__WHAT IS EXPECTED__: Copy everything from "But the huge" down to "during the night." in the sleep study account below.

__SELECTED EXTRACT__:
-*-
But the huge bank of video cameras on the ceiling were still a little unnerving. It felt like I was stuck somewhere between either a sting of Toronto mayor Rob Ford or the making of a new Kardashian tape.


♫ "Every move you make, every snore you take..." ♫


Falling asleep in a new hotel has already long been hard enough for many people, but this place was different as you immediately noticed on this floor the rooms have OH MY GOD NO LOCKS ON THE DOORS.  But I was immediately set at ease that probably almost none of my fellow patients in the next door rooms were sleepwalkers and/or wanted by the FBI.

The tech informed me the cameras were supplemented by very sensitive microphones throughout the room which they listened to live and recorded. This is of course very useful and inviting for make-believe people who never, ever fart during the night.

Amy has also often told me I can tear into weird and profanity laden outbursts in my sleep, so I had a little fun and pretended a couple times to blurt out in my sleep,  "... the %^&*ing money we stole is buried behind the Town Center! Zzzzzz!".

I don't know if he fell for it, but the tech told me that, "all the sensitive wired connections can tell exactly when you are awake or asleep, so please stop doing that".

I almost forgot about the wiring. Since there are only a couple hundred thousand or maybe million of them attached, you hardly notice they are even there. Here is the picture of me taken by tech once we were done:


"Science"
-*-
__DATASET__:

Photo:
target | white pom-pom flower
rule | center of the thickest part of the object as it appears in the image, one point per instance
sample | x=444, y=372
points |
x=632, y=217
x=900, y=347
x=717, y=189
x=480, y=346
-*-
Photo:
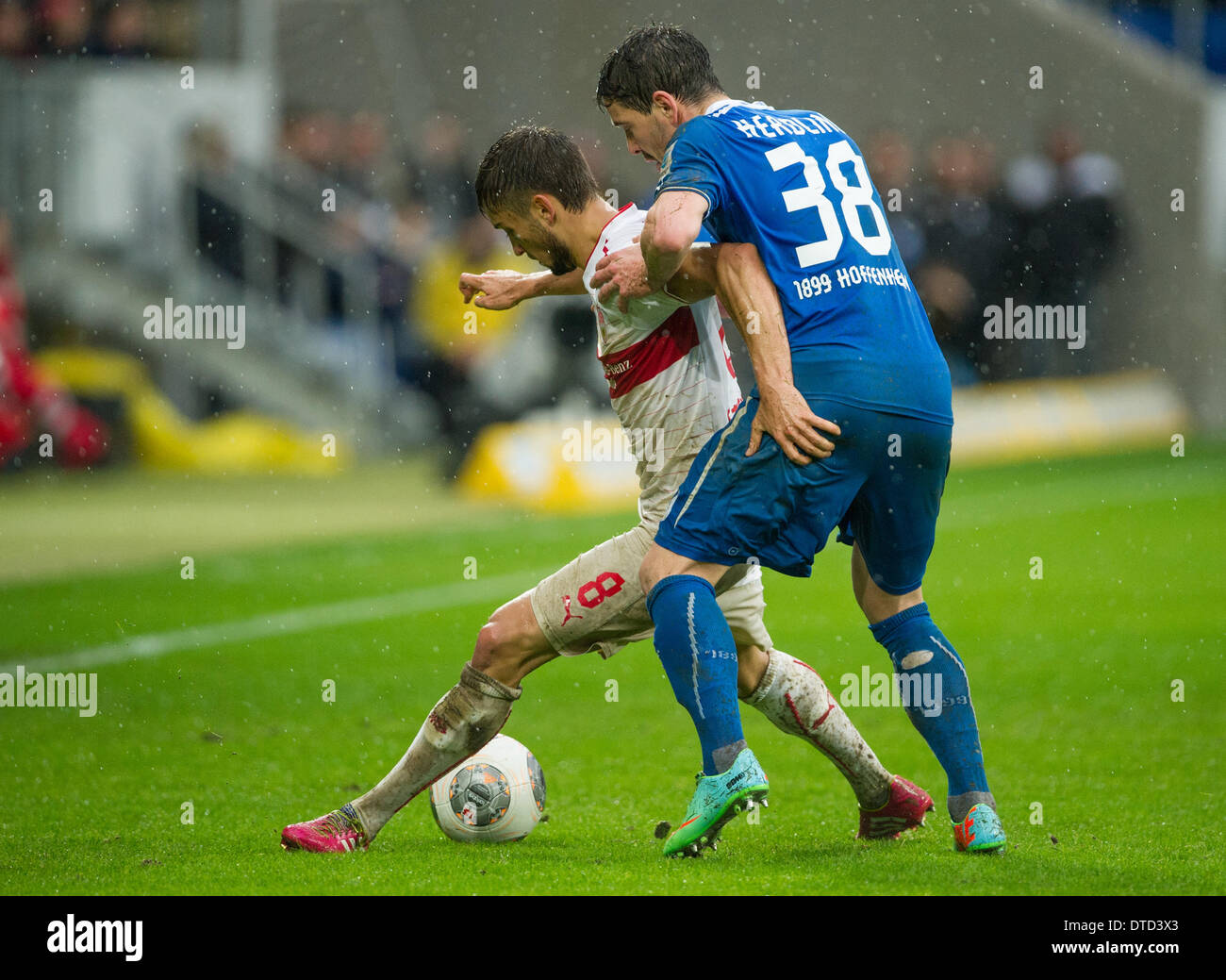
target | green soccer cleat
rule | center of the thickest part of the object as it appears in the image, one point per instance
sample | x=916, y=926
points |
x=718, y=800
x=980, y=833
-*-
__RESPONSE BELOW__:
But the huge bank of video cameras on the ceiling were still a little unnerving. It felt like I was stuck somewhere between either a sting of Toronto mayor Rob Ford or the making of a new Kardashian tape.


♫ "Every move you make, every snore you take..." ♫


Falling asleep in a new hotel has already long been hard enough for many people, but this place was different as you immediately noticed on this floor the rooms have OH MY GOD NO LOCKS ON THE DOORS.  But I was immediately set at ease that probably almost none of my fellow patients in the next door rooms were sleepwalkers and/or wanted by the FBI.

The tech informed me the cameras were supplemented by very sensitive microphones throughout the room which they listened to live and recorded. This is of course very useful and inviting for make-believe people who never, ever fart during the night.